Would you transcribe each of the entries exactly, with nothing added or dropped?

##### Record extracts

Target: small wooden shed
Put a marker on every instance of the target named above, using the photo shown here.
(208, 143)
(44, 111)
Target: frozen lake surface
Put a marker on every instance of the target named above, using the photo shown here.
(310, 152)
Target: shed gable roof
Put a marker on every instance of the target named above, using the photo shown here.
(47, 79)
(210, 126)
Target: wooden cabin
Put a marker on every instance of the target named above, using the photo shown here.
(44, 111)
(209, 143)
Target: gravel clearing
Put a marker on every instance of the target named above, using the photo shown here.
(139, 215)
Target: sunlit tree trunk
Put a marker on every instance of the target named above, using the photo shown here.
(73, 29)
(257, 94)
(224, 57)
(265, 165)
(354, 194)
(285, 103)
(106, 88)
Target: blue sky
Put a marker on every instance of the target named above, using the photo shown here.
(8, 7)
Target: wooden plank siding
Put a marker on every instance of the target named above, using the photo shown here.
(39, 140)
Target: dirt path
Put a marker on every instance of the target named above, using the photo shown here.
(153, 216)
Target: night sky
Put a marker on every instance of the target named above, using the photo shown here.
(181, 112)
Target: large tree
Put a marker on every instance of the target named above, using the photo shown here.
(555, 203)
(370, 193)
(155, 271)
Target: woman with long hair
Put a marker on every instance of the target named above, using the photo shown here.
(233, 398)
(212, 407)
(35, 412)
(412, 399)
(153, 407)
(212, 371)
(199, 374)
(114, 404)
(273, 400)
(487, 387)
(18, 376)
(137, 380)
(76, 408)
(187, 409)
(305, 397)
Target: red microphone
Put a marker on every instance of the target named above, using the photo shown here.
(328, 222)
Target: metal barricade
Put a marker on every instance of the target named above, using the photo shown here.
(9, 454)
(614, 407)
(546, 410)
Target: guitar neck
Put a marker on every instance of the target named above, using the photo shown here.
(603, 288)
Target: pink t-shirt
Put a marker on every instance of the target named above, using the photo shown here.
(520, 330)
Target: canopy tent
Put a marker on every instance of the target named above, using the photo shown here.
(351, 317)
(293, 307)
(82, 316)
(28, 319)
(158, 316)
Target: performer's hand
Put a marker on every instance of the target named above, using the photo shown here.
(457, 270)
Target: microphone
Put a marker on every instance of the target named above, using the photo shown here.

##########

▶ **Task answer**:
Target: small wooden shed
Put a marker on every instance of the target named above, using the photo shown here.
(208, 143)
(44, 111)
Target: frozen lake surface
Put a marker on every instance of the target named above, using the photo shown here.
(310, 152)
Target: shed gable roof
Put a marker on every instance of the target named above, using the photo shown here.
(47, 79)
(210, 126)
Target: wooden cabin
Put a marker on every instance of the target named above, using the photo shown here.
(44, 111)
(209, 143)
Target: gravel clearing
Put a marker on every instance of the target named above, using the photo shown here.
(139, 215)
Target: sunlit tree trunk
Put a marker on every instance of the target named above, using the photo shown here.
(73, 29)
(257, 94)
(224, 57)
(265, 165)
(354, 194)
(285, 103)
(106, 88)
Target: blue sky
Put a marker on every instance of the target named above, using the photo shown here.
(8, 7)
Target: wooden plank siding
Put a marker on every instance of the target named above, using the photo shown here.
(39, 140)
Target: dirt path
Put a marker on every instance of the target named above, using the photo shown here.
(153, 216)
Target: night sky
Put a marker on every instance of the target named above, using the photo shown here.
(181, 112)
Target: large tree
Put a marker on every instance of the target named above, using the photo shown here.
(555, 203)
(370, 193)
(155, 271)
Target: woman with long hair
Put a marker on every instance of the target named above, using the photo shown here.
(233, 398)
(212, 407)
(35, 412)
(412, 399)
(153, 407)
(212, 371)
(199, 374)
(114, 404)
(273, 400)
(487, 387)
(18, 376)
(137, 380)
(76, 408)
(187, 409)
(305, 397)
Target: red microphone
Put a marker on every instance of the target named above, using the photo shown here.
(328, 222)
Target: metal barricade
Put a marker on every instance of the target named above, using the photo shown here.
(9, 454)
(614, 407)
(546, 410)
Target: guitar neck
Put a marker on every instance of the target named above, using the photo shown here.
(603, 288)
Target: pink t-shirt
Put a marker on every instance of the target named above, using the photo shown here.
(520, 330)
Target: canopy tent
Put a marker on every instance of the target named above, using the photo shown here.
(351, 317)
(293, 307)
(82, 316)
(28, 319)
(158, 316)
Target: performer's hand
Put a marker on every instance of the target named above, using the photo shown here.
(457, 270)
Target: microphone
Put a marker on every instance of the target named above, using the photo shown here.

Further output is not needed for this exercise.